*DESCRIPTION OF THE TASK*
Reproduce every one of the entries below verbatim, line for line.

╔══

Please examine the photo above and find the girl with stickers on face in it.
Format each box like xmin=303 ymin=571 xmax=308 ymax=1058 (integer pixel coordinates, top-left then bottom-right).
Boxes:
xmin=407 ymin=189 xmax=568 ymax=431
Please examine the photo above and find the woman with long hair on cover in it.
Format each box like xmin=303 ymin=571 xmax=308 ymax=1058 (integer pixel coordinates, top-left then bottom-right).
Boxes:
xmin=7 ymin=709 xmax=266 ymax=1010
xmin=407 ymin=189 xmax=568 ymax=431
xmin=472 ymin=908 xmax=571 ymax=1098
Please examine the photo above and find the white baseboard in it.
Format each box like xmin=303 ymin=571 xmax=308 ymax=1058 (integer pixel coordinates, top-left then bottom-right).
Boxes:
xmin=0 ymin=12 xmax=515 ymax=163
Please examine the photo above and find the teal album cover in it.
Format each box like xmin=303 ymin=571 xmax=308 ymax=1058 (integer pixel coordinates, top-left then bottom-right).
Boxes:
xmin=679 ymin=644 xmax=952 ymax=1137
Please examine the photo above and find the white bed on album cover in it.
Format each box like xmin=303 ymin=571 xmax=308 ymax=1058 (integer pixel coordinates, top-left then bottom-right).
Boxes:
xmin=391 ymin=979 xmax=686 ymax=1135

╚══

*CORRECT RESULT*
Please examine the photo above and find the girl with stickers on face in it.
Format each box like xmin=303 ymin=571 xmax=308 ymax=1058 (integer pixel coordinates, top-left then bottom-right).
Boxes:
xmin=407 ymin=189 xmax=568 ymax=431
Please examine the photo above and find the woman with long hair on cover in it.
Format each box like xmin=303 ymin=571 xmax=308 ymax=1058 (integer pixel coordinates, top-left then bottom-right).
Boxes:
xmin=7 ymin=709 xmax=266 ymax=1010
xmin=407 ymin=189 xmax=568 ymax=431
xmin=472 ymin=908 xmax=571 ymax=1098
Please examine the photo above and find the white baseboard in it.
Format each box like xmin=303 ymin=571 xmax=308 ymax=1058 (integer pixel coordinates, top-left then bottom-right).
Boxes:
xmin=0 ymin=12 xmax=515 ymax=163
Please examine the photo above and find the teal album cover in it.
Format each box like xmin=303 ymin=571 xmax=308 ymax=1058 (integer pixel coordinates, top-left then bottom-right).
Boxes:
xmin=679 ymin=644 xmax=952 ymax=1137
Please examine the photo above and find the white bed on album cover in it.
Format each box like xmin=303 ymin=571 xmax=308 ymax=1058 (integer pixel coordinates, top-left then bottom-right).
Boxes:
xmin=391 ymin=979 xmax=686 ymax=1135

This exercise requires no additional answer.